- **Work to be completed**: Copy the records below exactly, starting at the line that contains "[ ] locate the antenna on building" and ending with the last line of the records, both included.

- **Source data**:

◆ ◆ ◆

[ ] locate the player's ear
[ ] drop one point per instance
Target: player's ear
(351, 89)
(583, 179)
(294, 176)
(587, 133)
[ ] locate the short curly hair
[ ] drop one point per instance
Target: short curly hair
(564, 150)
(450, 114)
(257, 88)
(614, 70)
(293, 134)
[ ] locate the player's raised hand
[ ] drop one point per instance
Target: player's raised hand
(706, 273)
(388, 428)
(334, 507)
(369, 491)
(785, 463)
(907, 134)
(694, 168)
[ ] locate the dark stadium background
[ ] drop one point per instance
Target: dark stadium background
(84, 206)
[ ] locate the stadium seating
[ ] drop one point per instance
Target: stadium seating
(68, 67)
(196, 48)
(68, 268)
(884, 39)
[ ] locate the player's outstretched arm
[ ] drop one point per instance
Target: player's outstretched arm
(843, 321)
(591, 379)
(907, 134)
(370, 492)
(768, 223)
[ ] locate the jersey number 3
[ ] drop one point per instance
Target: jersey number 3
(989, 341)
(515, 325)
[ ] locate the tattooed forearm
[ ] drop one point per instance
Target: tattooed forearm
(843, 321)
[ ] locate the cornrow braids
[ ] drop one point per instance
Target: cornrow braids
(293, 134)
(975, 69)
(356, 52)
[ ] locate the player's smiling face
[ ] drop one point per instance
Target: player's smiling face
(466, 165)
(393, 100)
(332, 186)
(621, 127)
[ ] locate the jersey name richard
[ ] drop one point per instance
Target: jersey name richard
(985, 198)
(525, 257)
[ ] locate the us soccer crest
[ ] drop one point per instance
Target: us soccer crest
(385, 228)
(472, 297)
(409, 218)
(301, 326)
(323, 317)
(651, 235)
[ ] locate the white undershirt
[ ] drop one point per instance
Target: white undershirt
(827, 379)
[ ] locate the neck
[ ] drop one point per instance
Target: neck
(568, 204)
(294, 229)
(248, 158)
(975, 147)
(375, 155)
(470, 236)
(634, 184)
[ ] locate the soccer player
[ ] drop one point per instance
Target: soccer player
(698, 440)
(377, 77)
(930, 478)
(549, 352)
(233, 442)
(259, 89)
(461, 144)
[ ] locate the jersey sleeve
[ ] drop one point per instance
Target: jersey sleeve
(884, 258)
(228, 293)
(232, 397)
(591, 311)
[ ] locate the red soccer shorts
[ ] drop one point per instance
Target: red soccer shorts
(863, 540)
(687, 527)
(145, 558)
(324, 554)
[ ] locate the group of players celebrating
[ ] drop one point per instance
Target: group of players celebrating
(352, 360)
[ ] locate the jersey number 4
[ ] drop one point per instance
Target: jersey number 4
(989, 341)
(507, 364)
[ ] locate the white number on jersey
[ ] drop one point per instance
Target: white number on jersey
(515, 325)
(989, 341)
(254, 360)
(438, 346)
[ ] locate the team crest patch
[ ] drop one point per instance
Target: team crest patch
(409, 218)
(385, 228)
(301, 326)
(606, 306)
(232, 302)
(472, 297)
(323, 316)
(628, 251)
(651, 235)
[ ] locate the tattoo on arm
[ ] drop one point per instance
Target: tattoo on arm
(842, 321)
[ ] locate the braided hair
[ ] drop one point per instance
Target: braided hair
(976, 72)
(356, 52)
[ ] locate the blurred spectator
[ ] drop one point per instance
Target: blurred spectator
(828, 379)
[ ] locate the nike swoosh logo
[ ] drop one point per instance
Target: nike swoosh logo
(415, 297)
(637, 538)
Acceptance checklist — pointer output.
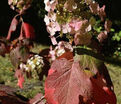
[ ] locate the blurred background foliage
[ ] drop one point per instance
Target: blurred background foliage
(35, 15)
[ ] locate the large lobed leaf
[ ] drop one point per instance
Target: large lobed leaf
(69, 83)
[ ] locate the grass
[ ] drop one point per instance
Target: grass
(33, 86)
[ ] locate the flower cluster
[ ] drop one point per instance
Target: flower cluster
(73, 17)
(60, 49)
(20, 5)
(34, 63)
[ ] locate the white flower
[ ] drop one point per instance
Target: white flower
(26, 68)
(66, 28)
(60, 52)
(46, 20)
(37, 63)
(33, 66)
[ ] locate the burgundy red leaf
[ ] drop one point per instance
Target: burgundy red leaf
(13, 27)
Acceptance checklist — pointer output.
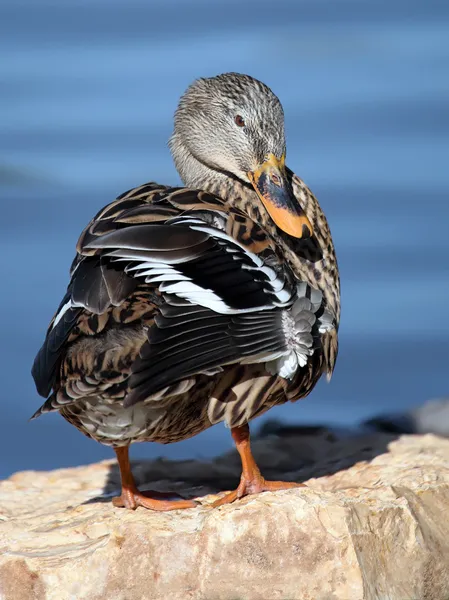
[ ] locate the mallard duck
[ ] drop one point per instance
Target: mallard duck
(190, 306)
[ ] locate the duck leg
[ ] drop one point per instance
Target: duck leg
(132, 498)
(251, 481)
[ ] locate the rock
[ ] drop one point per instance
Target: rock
(371, 524)
(431, 417)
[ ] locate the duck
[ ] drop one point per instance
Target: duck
(197, 305)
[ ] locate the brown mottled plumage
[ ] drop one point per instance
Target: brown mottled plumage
(188, 307)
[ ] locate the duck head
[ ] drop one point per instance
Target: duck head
(232, 126)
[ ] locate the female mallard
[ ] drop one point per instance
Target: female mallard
(195, 305)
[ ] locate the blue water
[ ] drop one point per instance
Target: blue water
(87, 93)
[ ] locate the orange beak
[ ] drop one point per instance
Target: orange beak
(273, 188)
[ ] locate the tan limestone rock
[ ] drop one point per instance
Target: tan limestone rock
(371, 525)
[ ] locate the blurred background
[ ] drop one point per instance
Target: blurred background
(87, 93)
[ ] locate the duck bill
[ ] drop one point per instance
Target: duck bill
(272, 187)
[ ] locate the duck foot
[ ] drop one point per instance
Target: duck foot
(247, 488)
(131, 497)
(251, 481)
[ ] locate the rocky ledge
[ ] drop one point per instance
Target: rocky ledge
(372, 523)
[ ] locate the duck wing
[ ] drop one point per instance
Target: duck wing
(213, 283)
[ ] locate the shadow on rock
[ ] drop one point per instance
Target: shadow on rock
(289, 453)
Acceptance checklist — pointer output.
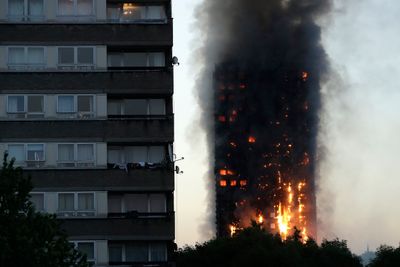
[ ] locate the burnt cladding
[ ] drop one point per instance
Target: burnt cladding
(266, 90)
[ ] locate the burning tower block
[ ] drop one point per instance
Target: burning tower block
(265, 143)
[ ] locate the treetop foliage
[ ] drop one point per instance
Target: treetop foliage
(255, 247)
(28, 237)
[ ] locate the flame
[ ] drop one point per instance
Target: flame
(260, 219)
(233, 229)
(222, 118)
(283, 220)
(128, 8)
(252, 139)
(304, 76)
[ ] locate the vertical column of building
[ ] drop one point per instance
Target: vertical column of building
(86, 109)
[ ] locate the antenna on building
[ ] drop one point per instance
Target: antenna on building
(177, 169)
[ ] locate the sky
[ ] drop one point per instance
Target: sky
(359, 182)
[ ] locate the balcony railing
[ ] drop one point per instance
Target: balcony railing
(25, 18)
(138, 264)
(136, 214)
(26, 66)
(75, 213)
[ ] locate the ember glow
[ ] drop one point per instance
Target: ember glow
(266, 65)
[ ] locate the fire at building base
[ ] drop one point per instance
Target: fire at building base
(264, 150)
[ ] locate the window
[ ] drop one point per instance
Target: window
(76, 155)
(115, 252)
(143, 203)
(26, 58)
(76, 204)
(137, 252)
(81, 58)
(16, 104)
(37, 200)
(32, 155)
(85, 155)
(31, 106)
(136, 154)
(35, 152)
(135, 60)
(25, 10)
(129, 12)
(158, 252)
(136, 107)
(76, 8)
(17, 151)
(87, 248)
(81, 106)
(35, 106)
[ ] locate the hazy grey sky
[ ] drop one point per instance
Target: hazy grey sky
(360, 180)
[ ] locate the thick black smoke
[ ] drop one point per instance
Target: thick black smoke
(262, 65)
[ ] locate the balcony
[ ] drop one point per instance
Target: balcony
(132, 130)
(121, 228)
(95, 33)
(145, 82)
(103, 179)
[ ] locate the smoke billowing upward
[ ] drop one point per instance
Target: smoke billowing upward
(259, 87)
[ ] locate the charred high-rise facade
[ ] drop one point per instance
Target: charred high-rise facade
(86, 110)
(264, 149)
(266, 64)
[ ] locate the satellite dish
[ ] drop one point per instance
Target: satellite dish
(175, 61)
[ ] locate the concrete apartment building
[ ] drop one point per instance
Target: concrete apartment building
(86, 109)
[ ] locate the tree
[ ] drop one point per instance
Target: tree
(28, 237)
(386, 256)
(255, 247)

◆ ◆ ◆

- **Result**:
[ ] locate the antenna on building
[ ] drop one point per instance
Target: antenna on building
(177, 169)
[ ] locate the sky
[ ] drop one point per instance
Target: sky
(359, 182)
[ ] locate the balcony railing
[ ] drop one point per instance
Target: balcony railing
(25, 18)
(138, 264)
(136, 214)
(26, 66)
(75, 213)
[ ] locate the ember glow
[ ] drop one point per instance
Target: ember glow
(266, 65)
[ ] locate the fire at building base
[ ] drop one point per instance
Target: fire at building base
(264, 150)
[ ] locate the window
[ ] drop one point per instance
Target: window
(76, 155)
(115, 252)
(143, 203)
(26, 58)
(76, 204)
(137, 252)
(81, 58)
(16, 104)
(37, 200)
(32, 155)
(85, 155)
(31, 106)
(136, 154)
(35, 152)
(135, 60)
(25, 10)
(129, 12)
(158, 252)
(136, 107)
(76, 8)
(17, 151)
(87, 248)
(81, 106)
(35, 106)
[ ] locate the hazy grey sky
[ ] drop one point per instance
Target: hazy grey sky
(360, 180)
[ ] locate the thick black smoke
[ ] drop one point per instance
Target: thick black smoke
(262, 65)
[ ] locate the balcony
[ ] drop one point per instance
Target: balcony
(132, 130)
(121, 228)
(95, 33)
(145, 82)
(103, 179)
[ ] locate the smoke billowing upward
[ ] drop one point per instance
Target: smoke billowing upward
(259, 87)
[ ] locate the charred high-rise facade
[ ] drop one point per instance
Target: charred high-rise facade
(86, 110)
(264, 149)
(266, 64)
[ ] locate the satellite dish
[ ] drop one point per instance
Target: satellite dish
(175, 61)
[ ] locate the concrete apartment building
[ ] drop one point per instance
Target: concrete apartment building
(86, 109)
[ ] locate the tree
[ ] drop one point per instance
Target: tree
(28, 237)
(386, 256)
(255, 247)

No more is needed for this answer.